PROVIDED PASSAGE:
**********

The Office of Academic Affairs
Naropa University represents a unique experiment in American higher education. Our Buddhist inspiration provides a framework in which liberal arts and professional education are placed in constant interaction with students’ emerging self-identity, inner strength, and moral compass through exposure to a variety of contemplative practices.
This is an opportunity for faculty and other professionals during the 2022–2023 academic year to spend a semester on the Naropa University campus in beautiful Boulder, Colorado, conducting a research, artistic, social action, or other project that relates Buddhist philosophy and practice to an aspect of American culture and values. This is an ideal place for a Buddhism fellowship, Religious Studies fellowship, or sabbatical fellowship in Religion.
Visiting Scholars and Events
Each spring, The Frederick P. Lenz Foundation for Buddhist Studies and American Culture & Values and Naropa University host an evening lecture with the visiting Lenz Scholar.

**********

SUPPLIED ENTRIES:
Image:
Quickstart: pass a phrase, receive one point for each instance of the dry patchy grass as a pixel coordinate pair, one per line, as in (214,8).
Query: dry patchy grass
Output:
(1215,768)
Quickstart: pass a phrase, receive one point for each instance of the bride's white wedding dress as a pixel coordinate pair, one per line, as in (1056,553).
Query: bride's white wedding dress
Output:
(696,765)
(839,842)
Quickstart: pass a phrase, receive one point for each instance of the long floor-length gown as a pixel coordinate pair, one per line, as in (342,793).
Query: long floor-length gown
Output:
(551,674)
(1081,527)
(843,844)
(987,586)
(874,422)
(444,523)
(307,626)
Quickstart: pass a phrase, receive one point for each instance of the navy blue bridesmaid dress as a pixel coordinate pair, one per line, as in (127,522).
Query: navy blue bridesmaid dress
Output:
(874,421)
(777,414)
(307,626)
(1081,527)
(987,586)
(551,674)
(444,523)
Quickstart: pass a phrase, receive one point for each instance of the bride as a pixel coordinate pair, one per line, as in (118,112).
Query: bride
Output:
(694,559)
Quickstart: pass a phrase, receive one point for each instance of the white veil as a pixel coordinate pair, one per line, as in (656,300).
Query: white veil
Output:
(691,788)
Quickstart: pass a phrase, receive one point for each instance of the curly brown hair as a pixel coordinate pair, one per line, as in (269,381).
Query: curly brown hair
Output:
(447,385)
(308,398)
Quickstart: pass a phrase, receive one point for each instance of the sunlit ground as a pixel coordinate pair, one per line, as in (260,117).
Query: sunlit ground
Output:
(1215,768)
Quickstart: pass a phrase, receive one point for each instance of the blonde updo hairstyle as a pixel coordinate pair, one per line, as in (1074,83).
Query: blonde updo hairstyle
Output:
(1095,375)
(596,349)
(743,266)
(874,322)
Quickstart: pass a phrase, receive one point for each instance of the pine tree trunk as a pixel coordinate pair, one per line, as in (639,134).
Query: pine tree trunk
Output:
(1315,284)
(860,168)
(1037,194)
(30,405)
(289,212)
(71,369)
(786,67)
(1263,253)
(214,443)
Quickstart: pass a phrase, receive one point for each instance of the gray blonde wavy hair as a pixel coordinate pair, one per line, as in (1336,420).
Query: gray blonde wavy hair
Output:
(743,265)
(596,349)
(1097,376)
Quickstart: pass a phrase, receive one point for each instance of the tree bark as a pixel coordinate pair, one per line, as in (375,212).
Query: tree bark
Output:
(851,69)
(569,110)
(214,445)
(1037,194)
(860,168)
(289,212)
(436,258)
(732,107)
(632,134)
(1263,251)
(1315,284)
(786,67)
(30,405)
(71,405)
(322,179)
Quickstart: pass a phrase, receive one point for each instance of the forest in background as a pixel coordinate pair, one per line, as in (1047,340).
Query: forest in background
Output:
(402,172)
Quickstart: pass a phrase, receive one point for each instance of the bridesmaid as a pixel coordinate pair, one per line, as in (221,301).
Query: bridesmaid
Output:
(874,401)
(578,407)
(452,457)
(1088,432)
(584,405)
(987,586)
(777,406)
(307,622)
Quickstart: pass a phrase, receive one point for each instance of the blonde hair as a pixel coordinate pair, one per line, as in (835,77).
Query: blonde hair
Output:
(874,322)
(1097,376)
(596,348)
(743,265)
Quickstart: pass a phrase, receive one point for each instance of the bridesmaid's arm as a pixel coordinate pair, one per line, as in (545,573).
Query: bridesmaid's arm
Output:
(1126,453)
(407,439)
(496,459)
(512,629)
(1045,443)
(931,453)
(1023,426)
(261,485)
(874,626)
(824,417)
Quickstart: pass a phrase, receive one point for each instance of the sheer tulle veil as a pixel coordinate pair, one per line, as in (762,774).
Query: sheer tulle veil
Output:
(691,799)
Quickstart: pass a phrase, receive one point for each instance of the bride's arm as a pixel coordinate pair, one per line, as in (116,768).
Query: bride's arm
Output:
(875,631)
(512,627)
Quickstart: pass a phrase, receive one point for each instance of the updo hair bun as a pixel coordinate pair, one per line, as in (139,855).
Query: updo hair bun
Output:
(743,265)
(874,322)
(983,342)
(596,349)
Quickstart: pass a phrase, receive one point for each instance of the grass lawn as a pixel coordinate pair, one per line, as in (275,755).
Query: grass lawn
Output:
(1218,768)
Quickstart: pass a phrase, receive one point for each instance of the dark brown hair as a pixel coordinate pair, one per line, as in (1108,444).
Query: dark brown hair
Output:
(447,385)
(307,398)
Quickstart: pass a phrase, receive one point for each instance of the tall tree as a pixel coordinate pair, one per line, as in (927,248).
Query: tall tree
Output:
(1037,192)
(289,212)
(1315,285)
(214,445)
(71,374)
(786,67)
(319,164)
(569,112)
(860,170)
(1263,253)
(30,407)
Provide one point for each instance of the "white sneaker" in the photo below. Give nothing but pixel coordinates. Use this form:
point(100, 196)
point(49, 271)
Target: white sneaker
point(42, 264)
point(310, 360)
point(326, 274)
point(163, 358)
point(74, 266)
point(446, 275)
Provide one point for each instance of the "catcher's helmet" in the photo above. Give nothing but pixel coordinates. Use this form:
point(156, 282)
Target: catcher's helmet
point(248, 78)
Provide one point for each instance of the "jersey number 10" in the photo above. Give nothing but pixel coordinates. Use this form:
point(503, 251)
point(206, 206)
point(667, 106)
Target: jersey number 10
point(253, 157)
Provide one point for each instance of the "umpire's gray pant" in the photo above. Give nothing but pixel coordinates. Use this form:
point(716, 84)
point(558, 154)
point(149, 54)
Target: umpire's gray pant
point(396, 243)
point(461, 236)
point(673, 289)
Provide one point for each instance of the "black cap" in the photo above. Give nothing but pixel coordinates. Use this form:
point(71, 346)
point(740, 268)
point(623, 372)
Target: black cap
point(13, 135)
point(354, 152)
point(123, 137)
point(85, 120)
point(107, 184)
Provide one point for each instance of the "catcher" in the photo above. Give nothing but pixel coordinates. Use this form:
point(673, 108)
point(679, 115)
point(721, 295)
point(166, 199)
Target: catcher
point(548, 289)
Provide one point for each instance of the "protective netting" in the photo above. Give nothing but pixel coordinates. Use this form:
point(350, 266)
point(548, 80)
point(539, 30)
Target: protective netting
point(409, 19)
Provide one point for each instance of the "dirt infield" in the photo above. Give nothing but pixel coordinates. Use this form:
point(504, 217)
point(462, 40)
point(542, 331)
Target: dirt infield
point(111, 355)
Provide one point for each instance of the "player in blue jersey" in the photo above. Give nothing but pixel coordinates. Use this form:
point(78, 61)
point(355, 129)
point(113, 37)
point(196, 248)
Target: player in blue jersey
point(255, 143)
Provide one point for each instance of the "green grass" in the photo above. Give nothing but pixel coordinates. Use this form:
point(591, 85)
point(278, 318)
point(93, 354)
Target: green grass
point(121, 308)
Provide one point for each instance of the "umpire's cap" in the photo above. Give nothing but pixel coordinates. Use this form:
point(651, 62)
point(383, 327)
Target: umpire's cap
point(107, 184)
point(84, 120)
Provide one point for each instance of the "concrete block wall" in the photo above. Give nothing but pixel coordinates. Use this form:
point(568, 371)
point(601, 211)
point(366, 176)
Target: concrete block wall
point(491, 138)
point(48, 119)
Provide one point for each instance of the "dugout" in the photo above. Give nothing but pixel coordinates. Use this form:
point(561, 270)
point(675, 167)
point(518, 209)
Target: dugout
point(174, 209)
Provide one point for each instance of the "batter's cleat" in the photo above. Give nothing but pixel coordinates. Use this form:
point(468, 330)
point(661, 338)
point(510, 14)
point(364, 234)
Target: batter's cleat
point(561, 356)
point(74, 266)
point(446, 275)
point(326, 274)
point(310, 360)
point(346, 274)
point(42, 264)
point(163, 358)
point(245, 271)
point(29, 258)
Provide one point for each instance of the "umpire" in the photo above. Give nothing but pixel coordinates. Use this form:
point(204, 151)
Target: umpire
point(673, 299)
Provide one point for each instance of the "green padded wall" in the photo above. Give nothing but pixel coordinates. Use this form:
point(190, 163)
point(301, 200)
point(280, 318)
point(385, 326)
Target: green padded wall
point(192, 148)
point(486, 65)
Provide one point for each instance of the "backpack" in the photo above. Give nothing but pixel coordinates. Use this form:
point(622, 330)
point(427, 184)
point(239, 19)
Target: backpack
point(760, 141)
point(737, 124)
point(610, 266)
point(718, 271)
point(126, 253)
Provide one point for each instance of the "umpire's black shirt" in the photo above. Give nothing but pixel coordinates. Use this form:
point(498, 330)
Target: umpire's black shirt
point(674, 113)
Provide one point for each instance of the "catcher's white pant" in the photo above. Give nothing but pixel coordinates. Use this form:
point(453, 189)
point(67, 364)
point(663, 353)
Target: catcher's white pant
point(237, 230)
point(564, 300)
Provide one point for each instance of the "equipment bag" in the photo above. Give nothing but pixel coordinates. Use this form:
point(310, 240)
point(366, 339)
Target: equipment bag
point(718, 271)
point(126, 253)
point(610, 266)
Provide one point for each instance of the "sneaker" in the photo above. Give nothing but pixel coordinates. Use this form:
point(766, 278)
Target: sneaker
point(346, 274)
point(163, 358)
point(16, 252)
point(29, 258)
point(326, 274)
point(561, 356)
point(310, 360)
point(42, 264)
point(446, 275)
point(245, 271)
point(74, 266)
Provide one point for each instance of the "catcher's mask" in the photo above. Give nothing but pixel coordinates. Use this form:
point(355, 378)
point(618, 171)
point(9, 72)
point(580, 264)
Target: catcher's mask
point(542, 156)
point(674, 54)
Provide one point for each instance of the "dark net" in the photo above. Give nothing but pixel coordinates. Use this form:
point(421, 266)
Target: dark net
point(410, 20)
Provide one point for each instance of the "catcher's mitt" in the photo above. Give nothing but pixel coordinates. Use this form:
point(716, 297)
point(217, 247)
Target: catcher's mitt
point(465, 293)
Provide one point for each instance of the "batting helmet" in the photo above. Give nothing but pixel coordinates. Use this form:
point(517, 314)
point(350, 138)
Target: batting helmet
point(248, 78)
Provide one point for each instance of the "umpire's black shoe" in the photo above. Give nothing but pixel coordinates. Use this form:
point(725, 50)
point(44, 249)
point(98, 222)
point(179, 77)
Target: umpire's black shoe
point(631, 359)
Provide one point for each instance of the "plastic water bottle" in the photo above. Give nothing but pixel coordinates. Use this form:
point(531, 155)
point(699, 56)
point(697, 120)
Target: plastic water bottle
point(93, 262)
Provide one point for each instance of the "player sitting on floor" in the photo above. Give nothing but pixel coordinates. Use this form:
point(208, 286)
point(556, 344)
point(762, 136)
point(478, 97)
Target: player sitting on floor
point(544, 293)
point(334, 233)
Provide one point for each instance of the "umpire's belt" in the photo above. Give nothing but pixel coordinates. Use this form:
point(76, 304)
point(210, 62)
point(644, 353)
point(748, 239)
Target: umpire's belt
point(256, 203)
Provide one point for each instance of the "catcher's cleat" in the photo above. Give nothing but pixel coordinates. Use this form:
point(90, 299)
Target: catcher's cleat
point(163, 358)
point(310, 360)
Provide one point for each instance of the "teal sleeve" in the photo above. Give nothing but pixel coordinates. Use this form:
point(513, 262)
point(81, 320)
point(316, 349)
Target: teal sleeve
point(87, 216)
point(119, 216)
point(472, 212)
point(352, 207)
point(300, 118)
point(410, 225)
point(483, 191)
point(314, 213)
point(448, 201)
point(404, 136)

**********

THE PROBLEM: Please say which academic year the semester visit described in the Naropa Academic Affairs text covers.

RESPONSE FOR THIS EXERCISE: The 2022–2023 academic year.